- **Page text**:

##########

Narendra Modi in his election campaigns in 2014, had repeatedly promised that if he was to be elected then he would create one crore jobs per year. Rest is history. Ever since the third year anniversary of the Modi Government, the opposition has been busy finding faults with the government. One of their spear attacks has been that the Modi government has failed to create jobs in the country as promised by him. The economy under Modi has been booming. India became the fastest growing economy in 2018 and it is also now the 6th largest economy in the world. But for the opposition, the economy is plagued by a phenomenon they call ‘jobless growth’ i.e they say that despite being a country having very high growth India cannot produce jobs. The opposition back this claim by quoting a stat from Centre for Monitoring Indian Economy Pvt., a Mumbai based company whose data shows a considerable dip in employment rates during the Modi government. In this article, we will be exposing the claim of the opposition by the most credible data sources and research.

The ongoing debate around jobs in the economy has been extremely skewed with unsubstantiated statements being heralded in the media diminishing the true state of employment growth in the economy. In a recent development, a think tank that purports to work on data has laid claim to the fact that the total working population in India has, in fact, declined by 10 million in the last year. These numbers seem opportunistically quoted by CMIE two months ahead of schedule on preliminary estimates from a minuscule sample of 140,000 respondents from an already skimpy full sample size of 550,000 individuals that were to be initially released in February 2019. Obviously, the link with the forthcoming elections seems to be a major reason for a premature release!

##########

- **Tasks**:
- a) Can you condense the paragraph of the jobs article that begins "The ongoing debate around jobs" into a short bulleted list that keeps its main facts?
- b) Could you write the next part of the article on job creation under the Modi government, starting after its final sentence?

[Source records]
##########

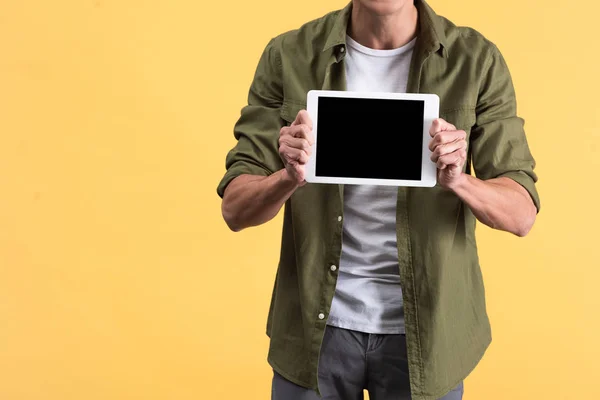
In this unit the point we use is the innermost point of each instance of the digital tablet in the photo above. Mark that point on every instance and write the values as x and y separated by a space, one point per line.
368 138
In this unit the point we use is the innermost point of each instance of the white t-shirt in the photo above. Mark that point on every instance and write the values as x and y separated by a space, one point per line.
368 297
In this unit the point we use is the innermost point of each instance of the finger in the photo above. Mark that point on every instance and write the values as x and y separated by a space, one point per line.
296 143
456 158
302 119
294 156
302 132
448 148
440 125
445 137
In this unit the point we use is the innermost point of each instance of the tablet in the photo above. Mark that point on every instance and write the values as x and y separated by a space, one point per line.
368 138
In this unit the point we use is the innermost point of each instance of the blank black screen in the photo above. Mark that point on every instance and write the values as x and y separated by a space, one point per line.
369 138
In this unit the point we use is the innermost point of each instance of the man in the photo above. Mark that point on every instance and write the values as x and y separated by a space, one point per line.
380 288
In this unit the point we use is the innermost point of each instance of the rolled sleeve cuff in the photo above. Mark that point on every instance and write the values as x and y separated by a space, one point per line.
237 169
527 182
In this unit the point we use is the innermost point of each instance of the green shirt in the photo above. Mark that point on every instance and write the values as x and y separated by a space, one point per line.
447 327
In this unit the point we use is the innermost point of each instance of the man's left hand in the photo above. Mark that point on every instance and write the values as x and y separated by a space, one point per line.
449 151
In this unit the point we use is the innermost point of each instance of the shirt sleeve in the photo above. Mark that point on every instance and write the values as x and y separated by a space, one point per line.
257 129
498 143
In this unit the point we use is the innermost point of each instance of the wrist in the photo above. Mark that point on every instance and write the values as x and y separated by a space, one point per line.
459 183
286 179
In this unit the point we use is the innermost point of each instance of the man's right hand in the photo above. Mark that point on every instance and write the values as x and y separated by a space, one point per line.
295 146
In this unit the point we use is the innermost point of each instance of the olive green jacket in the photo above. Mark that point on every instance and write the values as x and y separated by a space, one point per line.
447 327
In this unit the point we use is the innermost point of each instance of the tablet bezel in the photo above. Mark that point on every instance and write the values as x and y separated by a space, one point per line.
428 167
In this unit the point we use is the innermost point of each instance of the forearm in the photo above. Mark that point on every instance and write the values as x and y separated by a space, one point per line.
499 203
251 200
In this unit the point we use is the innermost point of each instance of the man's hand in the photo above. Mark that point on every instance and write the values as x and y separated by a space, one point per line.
295 146
449 152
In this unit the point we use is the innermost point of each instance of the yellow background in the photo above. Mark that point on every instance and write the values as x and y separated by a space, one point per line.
119 279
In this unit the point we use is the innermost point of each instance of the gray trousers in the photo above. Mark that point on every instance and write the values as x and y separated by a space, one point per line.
352 361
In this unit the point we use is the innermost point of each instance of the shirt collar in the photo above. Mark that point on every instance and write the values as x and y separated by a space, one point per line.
430 28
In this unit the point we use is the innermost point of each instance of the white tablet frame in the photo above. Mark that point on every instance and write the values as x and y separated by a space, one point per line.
428 167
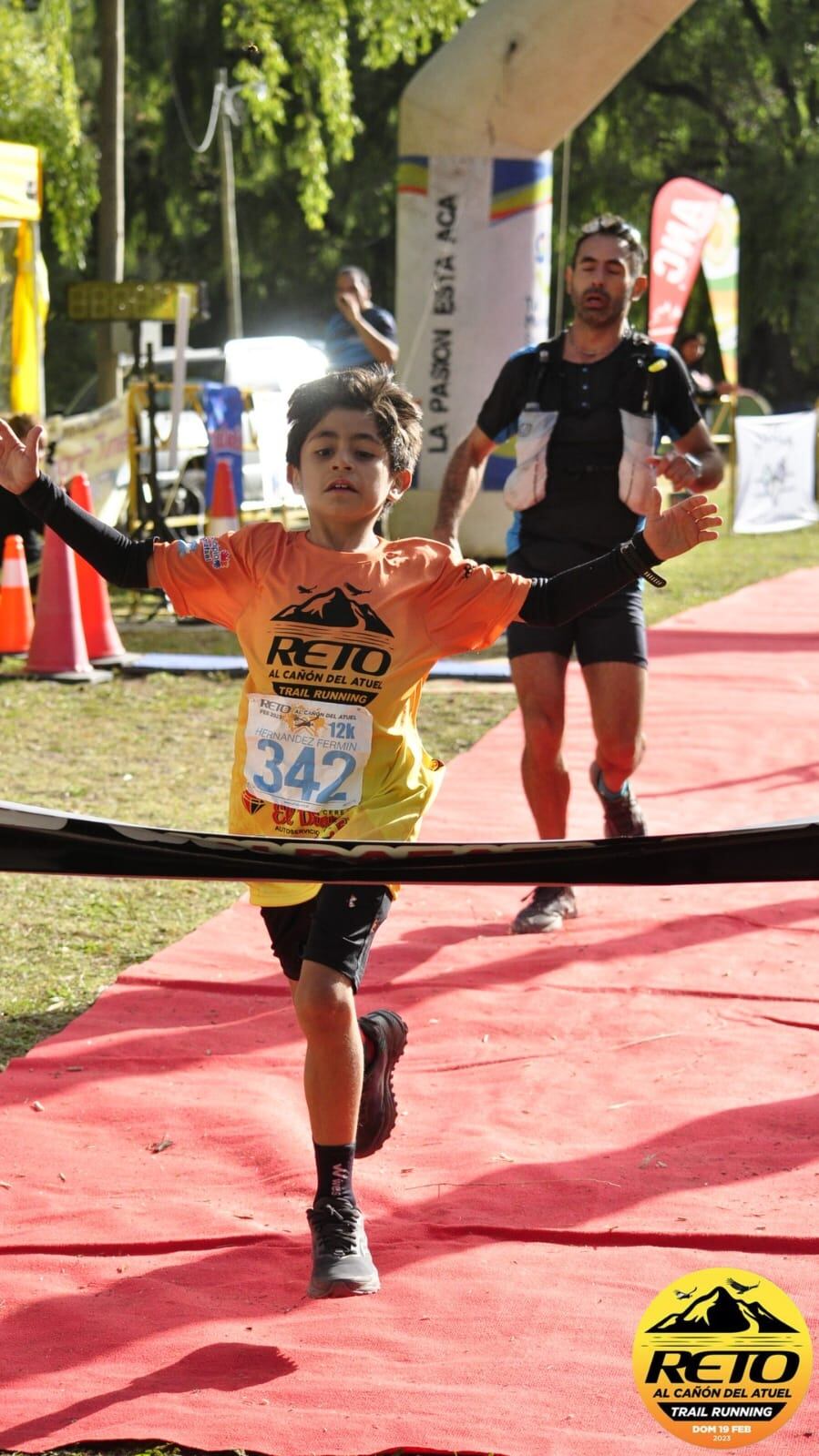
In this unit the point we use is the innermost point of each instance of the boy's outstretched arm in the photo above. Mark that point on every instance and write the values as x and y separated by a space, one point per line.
116 556
553 600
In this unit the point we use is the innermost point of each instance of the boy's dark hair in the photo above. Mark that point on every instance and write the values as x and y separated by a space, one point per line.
396 415
614 226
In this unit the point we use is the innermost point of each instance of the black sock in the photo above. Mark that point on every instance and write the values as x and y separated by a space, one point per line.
334 1169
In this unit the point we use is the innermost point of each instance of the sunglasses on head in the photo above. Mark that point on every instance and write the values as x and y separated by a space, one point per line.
611 223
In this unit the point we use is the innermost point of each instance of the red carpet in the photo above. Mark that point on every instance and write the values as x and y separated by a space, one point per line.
583 1118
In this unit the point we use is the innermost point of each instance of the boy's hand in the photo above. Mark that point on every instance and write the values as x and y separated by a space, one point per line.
19 461
682 527
678 469
349 304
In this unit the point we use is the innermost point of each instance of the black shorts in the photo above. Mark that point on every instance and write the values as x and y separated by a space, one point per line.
335 928
611 632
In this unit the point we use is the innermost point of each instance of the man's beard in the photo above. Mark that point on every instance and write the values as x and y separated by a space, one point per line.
602 316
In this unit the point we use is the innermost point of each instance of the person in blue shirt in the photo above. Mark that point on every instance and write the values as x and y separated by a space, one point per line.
359 332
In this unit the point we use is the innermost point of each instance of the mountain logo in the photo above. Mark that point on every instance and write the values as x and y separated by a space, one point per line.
337 607
722 1358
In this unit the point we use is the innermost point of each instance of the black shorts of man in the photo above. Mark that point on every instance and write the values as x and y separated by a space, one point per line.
589 410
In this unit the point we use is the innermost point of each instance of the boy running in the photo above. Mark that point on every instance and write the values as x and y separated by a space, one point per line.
340 631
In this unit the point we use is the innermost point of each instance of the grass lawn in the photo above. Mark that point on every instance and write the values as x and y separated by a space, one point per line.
158 750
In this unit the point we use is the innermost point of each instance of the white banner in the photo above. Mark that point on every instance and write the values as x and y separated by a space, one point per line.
775 466
473 284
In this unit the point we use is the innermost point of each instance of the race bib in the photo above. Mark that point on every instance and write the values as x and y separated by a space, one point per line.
305 753
527 484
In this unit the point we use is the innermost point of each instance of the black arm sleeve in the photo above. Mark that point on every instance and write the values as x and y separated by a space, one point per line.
560 598
116 556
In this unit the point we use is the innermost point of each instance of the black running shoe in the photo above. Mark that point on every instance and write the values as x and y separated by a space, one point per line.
547 909
343 1263
622 814
378 1110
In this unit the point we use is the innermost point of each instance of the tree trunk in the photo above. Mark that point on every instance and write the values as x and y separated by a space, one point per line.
111 238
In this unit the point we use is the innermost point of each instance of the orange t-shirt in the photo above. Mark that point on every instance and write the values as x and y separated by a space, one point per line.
338 646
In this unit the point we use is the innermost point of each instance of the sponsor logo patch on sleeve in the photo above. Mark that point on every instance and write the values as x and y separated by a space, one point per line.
213 554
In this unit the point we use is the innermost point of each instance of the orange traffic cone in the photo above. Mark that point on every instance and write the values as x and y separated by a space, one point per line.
58 646
16 612
102 638
223 514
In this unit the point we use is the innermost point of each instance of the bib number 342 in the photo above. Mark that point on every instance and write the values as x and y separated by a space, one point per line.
306 755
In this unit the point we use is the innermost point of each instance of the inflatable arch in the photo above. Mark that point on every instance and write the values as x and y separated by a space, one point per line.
476 126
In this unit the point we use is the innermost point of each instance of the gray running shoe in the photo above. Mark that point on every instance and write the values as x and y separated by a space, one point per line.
378 1110
343 1263
622 816
547 909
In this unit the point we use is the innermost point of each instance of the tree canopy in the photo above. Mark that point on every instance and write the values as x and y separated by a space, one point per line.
729 95
41 107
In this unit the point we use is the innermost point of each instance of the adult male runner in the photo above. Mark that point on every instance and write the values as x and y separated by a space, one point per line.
589 410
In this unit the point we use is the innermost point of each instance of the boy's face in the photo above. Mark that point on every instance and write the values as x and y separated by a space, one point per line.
344 471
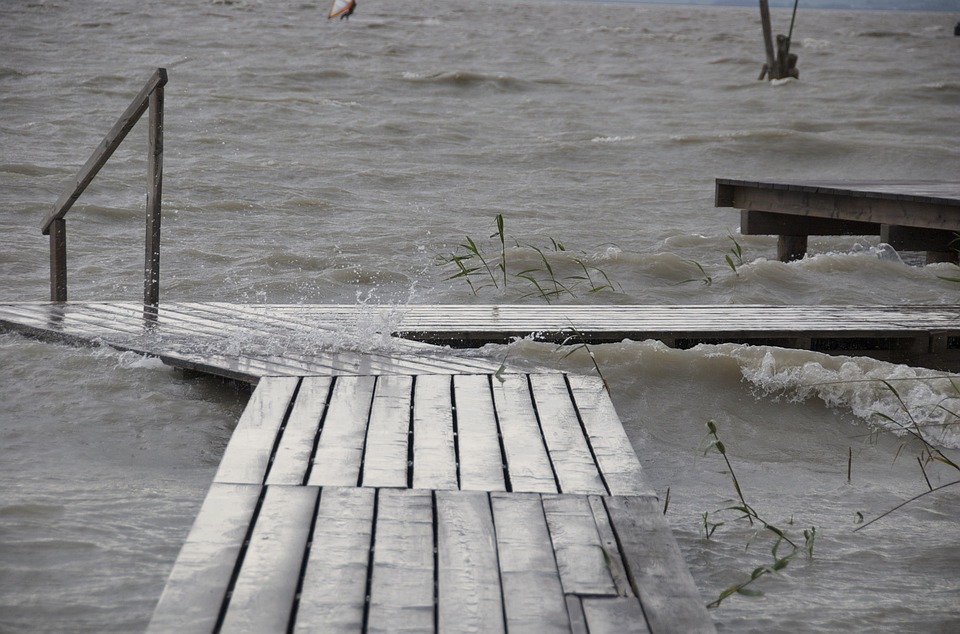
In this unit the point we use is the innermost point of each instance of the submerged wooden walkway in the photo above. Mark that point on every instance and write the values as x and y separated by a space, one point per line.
248 341
403 490
908 215
431 504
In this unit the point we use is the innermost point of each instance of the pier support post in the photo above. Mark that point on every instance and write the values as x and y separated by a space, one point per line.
790 248
58 260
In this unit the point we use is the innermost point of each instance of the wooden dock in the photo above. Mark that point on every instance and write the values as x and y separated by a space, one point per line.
295 339
432 504
908 215
403 490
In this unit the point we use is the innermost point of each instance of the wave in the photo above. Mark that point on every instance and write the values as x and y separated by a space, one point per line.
468 79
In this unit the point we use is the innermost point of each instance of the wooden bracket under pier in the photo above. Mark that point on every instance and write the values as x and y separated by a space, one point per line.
908 215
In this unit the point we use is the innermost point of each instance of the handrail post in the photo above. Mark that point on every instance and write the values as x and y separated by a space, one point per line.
58 260
150 96
151 266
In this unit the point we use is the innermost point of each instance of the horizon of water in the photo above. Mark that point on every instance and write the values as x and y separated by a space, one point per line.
309 161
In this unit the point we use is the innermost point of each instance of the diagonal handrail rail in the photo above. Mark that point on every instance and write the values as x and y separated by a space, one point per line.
54 225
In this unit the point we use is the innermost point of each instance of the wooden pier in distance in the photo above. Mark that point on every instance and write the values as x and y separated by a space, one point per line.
402 490
278 339
907 215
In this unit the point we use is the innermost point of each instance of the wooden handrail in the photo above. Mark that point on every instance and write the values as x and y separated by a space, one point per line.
54 225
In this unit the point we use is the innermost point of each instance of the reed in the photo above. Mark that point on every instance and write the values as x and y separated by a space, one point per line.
746 511
484 265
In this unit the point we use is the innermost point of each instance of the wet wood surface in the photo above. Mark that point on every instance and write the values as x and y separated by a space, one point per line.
358 559
293 536
298 340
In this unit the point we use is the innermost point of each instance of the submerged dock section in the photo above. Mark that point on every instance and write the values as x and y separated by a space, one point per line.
429 503
908 215
408 489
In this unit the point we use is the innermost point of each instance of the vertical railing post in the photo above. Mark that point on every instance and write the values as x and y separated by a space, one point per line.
58 260
151 266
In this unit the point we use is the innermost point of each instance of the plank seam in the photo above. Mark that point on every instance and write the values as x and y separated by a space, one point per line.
496 549
295 608
503 450
456 429
543 438
436 562
410 438
320 424
280 430
373 547
366 430
238 565
626 566
586 434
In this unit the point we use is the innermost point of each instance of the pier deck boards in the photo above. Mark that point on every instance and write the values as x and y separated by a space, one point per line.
295 340
908 215
434 504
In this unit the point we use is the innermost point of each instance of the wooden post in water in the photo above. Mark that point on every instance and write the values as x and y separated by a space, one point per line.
151 266
770 66
780 62
58 260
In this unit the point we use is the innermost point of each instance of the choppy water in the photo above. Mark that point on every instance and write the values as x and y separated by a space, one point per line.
313 161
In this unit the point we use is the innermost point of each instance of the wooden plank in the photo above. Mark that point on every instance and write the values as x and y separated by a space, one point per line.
608 541
578 621
615 616
572 460
527 461
666 589
401 591
198 584
581 557
333 596
248 453
434 455
388 435
611 447
532 591
481 463
340 449
468 594
263 595
292 459
58 260
106 149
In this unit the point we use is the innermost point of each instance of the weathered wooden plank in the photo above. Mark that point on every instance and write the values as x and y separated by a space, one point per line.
401 591
578 621
527 461
481 463
434 455
333 596
667 591
615 616
263 595
388 435
248 453
611 447
198 584
608 542
292 459
340 449
532 591
106 149
581 557
572 461
468 594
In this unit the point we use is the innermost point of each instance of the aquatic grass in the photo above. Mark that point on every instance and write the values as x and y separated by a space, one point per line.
746 511
475 264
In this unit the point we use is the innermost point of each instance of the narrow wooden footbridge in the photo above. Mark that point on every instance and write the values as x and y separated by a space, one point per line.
379 482
398 487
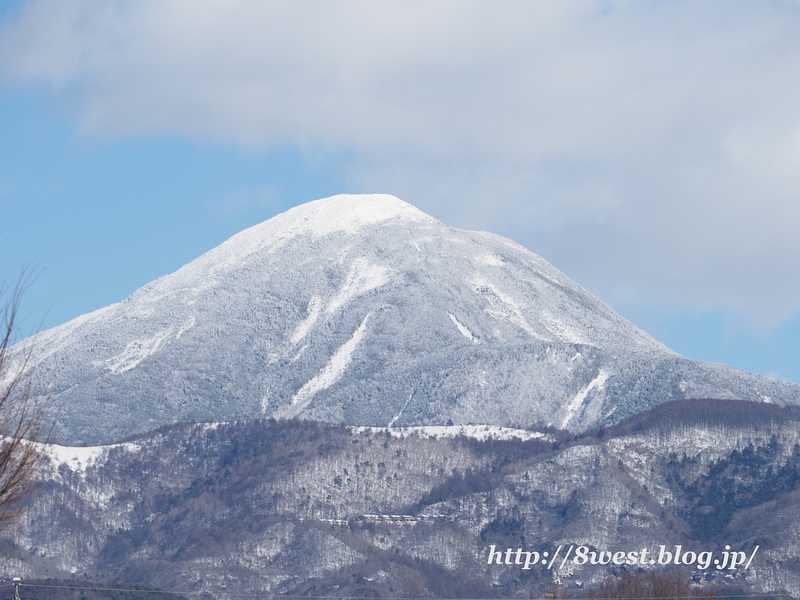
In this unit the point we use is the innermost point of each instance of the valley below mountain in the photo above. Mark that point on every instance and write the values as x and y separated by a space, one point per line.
304 508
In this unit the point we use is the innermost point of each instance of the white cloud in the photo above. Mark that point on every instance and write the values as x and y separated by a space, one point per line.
651 149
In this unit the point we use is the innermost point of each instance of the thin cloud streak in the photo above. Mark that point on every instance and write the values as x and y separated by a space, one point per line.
652 150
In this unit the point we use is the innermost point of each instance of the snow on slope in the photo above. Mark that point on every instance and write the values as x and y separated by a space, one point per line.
273 322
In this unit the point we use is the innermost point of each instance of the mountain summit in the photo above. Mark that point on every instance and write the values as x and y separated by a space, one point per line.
364 310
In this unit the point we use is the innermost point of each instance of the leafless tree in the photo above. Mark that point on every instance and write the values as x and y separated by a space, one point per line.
21 418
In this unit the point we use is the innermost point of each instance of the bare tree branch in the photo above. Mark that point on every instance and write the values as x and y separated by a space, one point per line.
21 419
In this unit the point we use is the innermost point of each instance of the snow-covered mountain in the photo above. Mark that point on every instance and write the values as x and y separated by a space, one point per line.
364 310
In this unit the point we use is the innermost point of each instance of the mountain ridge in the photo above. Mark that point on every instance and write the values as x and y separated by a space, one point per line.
365 310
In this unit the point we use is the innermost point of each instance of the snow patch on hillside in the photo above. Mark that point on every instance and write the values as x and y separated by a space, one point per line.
361 278
504 307
78 459
305 326
561 330
330 374
575 404
136 351
478 432
462 328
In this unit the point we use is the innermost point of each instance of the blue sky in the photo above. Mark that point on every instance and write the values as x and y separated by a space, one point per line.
650 150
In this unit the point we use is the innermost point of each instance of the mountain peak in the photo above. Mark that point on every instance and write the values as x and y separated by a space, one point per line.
363 309
348 212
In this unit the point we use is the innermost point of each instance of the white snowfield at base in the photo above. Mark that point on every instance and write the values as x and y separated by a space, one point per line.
478 432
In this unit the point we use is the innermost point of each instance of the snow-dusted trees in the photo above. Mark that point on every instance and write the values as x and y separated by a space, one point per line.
21 419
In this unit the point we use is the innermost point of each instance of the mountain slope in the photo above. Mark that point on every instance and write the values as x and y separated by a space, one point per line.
364 310
302 508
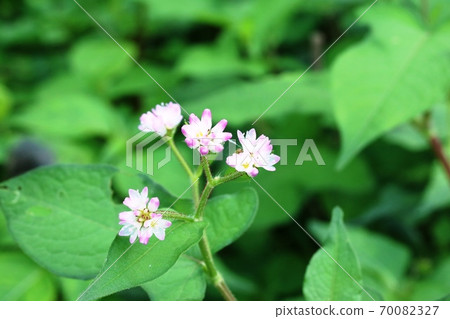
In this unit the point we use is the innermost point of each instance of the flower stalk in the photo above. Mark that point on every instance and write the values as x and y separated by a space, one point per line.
192 176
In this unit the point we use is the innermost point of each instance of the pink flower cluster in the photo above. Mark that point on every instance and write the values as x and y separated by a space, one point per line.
142 221
199 134
255 153
162 118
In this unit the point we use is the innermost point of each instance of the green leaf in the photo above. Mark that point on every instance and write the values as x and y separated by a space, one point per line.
70 115
129 265
398 72
229 216
23 280
184 281
436 285
5 236
62 216
100 58
5 102
309 97
72 288
324 278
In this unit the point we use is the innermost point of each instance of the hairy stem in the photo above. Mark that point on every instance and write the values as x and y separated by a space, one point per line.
424 125
203 200
192 176
175 215
212 271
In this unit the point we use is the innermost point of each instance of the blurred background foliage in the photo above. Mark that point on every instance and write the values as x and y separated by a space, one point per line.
69 94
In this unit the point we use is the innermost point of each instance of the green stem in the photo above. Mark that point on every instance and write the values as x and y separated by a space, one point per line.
192 176
206 169
175 215
203 200
212 271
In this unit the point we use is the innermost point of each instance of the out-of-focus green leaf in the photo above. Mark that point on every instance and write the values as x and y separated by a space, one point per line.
436 285
62 216
23 280
437 193
324 278
383 261
184 281
399 71
5 237
101 58
67 115
308 96
5 102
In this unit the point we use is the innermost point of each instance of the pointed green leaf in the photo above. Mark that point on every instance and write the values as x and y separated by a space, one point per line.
129 265
324 278
186 280
398 72
229 216
62 216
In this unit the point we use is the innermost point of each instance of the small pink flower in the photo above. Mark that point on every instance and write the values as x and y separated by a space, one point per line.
199 134
161 119
156 225
256 153
142 221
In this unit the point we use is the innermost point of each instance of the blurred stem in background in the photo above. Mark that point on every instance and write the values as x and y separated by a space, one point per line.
426 128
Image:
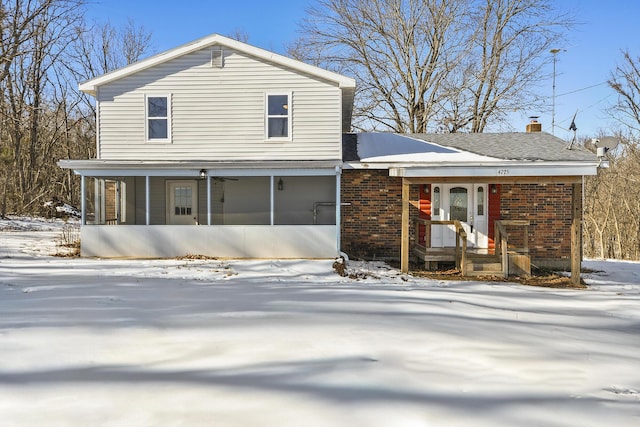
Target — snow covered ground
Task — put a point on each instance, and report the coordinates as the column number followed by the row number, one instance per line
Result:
column 88, row 342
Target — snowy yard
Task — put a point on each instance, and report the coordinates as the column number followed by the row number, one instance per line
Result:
column 87, row 342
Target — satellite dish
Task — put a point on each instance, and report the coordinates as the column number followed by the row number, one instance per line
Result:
column 608, row 142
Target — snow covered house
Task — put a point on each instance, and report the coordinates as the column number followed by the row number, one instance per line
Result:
column 223, row 149
column 216, row 148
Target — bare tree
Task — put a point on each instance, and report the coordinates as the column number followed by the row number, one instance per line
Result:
column 46, row 49
column 434, row 65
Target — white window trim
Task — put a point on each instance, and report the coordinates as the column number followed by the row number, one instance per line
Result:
column 168, row 139
column 289, row 95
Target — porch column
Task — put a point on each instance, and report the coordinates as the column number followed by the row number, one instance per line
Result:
column 147, row 199
column 576, row 233
column 404, row 251
column 271, row 204
column 83, row 201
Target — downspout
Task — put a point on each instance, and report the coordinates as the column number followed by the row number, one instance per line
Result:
column 83, row 202
column 338, row 212
column 147, row 202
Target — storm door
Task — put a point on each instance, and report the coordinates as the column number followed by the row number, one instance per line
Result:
column 182, row 202
column 466, row 203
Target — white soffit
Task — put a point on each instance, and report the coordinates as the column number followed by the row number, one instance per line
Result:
column 388, row 147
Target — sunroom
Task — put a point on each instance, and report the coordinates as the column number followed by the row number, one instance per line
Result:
column 148, row 209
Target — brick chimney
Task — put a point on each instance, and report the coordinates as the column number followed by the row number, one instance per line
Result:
column 534, row 125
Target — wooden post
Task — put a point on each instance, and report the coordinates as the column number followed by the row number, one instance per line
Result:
column 576, row 233
column 404, row 250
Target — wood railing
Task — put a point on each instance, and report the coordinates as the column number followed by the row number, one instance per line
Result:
column 461, row 239
column 502, row 248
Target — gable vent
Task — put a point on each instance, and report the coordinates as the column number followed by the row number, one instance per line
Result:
column 217, row 58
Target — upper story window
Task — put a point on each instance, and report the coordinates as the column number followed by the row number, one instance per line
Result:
column 158, row 118
column 278, row 113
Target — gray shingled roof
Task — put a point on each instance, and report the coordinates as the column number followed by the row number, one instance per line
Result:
column 511, row 146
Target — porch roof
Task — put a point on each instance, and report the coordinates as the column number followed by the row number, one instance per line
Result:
column 100, row 167
column 456, row 155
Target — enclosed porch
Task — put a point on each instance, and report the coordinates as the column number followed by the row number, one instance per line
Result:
column 197, row 209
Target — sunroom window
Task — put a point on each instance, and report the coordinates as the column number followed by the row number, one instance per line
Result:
column 158, row 109
column 278, row 116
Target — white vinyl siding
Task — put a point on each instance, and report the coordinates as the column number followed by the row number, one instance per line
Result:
column 219, row 113
column 278, row 116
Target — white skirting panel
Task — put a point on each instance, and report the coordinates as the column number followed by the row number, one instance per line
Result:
column 228, row 241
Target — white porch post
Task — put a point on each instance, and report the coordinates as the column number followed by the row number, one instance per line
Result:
column 83, row 202
column 118, row 201
column 404, row 245
column 147, row 199
column 208, row 199
column 271, row 180
column 338, row 208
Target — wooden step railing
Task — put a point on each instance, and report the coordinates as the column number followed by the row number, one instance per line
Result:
column 502, row 242
column 502, row 248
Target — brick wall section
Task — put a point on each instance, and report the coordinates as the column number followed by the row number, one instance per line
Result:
column 548, row 207
column 372, row 223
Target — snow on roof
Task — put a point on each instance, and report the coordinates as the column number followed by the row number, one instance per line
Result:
column 389, row 147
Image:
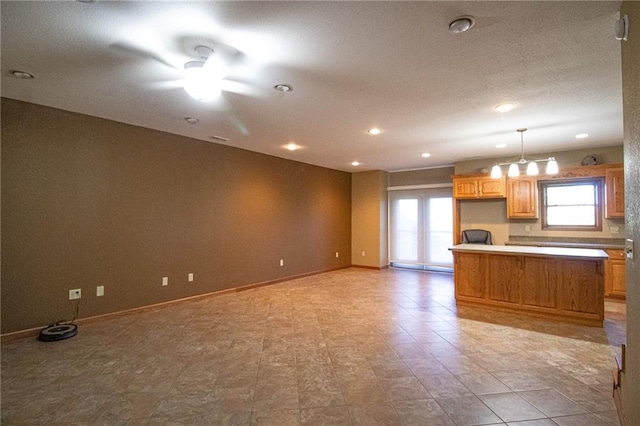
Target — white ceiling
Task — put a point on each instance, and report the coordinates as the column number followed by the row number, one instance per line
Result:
column 353, row 65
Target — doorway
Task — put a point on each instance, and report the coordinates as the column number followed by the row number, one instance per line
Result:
column 421, row 228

##########

- **Answer list**:
- a)
- The debate over jobs has been heavily skewed, with unsubstantiated statements in the media downplaying real employment growth.
- A think tank that says it works on data has claimed that India's total working population fell by 10 million in the last year.
- CMIE put out these numbers two months ahead of schedule, in an opportunistic way.
- The numbers rest on preliminary estimates from a small sample of 140,000 respondents.
- That sample came from an already thin full sample of 550,000 individuals, whose results were first due in February 2019.
- The paragraph names the upcoming elections as a major reason for the early release.

- b)
To gain a clear perspective on the employment delta, we need to look at data to understand the sources from where jobs are being created and assess the changes in employment’s biggest contributors. The transportation sector is one of the largest job drivers in India. Mohandas Pai & Yash Baid had conducted research on this aspect. They have considered data on the domestic sales of commercial vehicles (medium and heavy and light commercial vehicles), passenger vehicles (passenger cars, utility vehicle, and vans), three-wheelers, and tractors to estimate jobs being created in the economy. The data collected is from Society of Indian Automobile Manufacturers (SIAM) and the Tractor and Mechanization Association (TMA), the apex bodies for the automobile and farm mechanisation (for tractor sales) industries. These bodies consistently collect and disseminate data regularly on production, sales, and export trends collected from all the various automobile manufacturers in India. The conclusion they reached would astonish us exposing the lies propagated by the opposition. Every vehicle that is purchased in India creates jobs. For example, the manufacturing of a commercial vehicle typically creates two jobs, an auto rickshaw creates, on an average, 1.5 jobs as it is typically used in multiple shifts by different drivers. A taxi creates one job and further since many people have drivers to run their car, we can assume an additional job being created for every four passenger vehicles sold.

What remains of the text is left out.